## [Extracted records]

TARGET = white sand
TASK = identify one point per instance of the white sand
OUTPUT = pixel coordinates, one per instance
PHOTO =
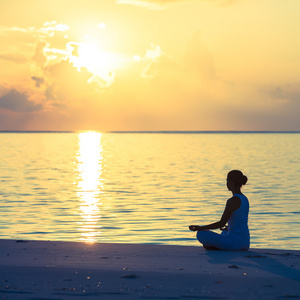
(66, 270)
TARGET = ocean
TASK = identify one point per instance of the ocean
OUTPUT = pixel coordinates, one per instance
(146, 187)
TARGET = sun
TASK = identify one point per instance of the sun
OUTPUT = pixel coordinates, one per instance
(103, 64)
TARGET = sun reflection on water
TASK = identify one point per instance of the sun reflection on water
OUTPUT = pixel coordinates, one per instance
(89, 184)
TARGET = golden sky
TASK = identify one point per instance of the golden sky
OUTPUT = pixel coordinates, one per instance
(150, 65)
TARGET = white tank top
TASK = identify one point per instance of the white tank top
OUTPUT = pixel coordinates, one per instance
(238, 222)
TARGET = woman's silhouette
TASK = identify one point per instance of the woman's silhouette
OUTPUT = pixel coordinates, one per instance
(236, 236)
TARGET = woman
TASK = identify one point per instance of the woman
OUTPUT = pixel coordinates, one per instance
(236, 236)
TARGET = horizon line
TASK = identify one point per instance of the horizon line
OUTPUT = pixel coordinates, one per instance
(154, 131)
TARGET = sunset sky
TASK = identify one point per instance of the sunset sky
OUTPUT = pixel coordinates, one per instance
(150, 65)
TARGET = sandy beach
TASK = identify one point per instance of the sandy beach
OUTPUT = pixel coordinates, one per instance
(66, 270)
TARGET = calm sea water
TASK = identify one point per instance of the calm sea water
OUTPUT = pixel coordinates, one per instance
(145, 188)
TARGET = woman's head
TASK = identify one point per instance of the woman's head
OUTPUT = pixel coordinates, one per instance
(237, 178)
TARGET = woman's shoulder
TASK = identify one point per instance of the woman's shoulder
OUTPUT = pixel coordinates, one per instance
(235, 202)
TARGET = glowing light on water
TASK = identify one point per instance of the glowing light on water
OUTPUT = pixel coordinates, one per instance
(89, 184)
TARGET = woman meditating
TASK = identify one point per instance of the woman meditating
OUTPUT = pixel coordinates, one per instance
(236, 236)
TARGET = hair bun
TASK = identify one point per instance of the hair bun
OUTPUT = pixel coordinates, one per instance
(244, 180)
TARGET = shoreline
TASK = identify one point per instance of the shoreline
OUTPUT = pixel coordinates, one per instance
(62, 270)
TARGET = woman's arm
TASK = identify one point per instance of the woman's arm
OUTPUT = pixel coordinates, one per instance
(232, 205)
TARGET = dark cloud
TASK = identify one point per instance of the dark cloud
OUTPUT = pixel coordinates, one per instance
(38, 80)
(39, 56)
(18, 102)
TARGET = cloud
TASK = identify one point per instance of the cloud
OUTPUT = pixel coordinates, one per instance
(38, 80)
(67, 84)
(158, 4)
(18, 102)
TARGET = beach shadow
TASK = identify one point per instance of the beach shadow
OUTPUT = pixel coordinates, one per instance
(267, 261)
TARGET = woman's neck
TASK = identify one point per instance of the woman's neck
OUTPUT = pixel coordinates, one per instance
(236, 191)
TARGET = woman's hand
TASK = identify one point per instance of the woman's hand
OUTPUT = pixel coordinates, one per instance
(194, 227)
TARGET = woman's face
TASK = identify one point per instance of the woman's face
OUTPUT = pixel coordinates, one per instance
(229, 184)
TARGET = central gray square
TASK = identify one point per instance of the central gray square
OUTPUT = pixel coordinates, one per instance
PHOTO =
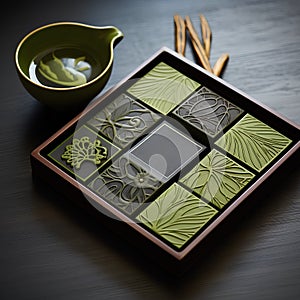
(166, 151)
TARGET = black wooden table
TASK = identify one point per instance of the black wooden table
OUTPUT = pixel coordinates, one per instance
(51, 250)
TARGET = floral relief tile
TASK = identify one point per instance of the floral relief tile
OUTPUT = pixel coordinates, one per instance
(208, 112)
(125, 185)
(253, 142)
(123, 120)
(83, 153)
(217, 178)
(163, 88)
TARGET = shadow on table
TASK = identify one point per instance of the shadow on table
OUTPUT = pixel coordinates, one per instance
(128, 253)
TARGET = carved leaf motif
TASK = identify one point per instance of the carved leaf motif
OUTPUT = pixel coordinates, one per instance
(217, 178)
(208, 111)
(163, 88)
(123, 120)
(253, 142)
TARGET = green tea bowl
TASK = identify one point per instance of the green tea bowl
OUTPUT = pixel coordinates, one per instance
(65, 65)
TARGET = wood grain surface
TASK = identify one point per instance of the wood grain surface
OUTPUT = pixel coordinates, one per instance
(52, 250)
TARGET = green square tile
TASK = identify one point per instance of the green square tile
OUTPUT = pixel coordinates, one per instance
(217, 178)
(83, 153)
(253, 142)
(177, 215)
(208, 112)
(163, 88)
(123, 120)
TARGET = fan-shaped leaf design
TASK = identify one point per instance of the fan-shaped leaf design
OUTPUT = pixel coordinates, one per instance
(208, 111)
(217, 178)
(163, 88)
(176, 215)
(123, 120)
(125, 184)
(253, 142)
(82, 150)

## [Task objective]
All lines that hold the word "gray" should be copied from the data.

## [Finished exercise]
TARGET = central gray square
TASK = identify one point per instance of the central gray square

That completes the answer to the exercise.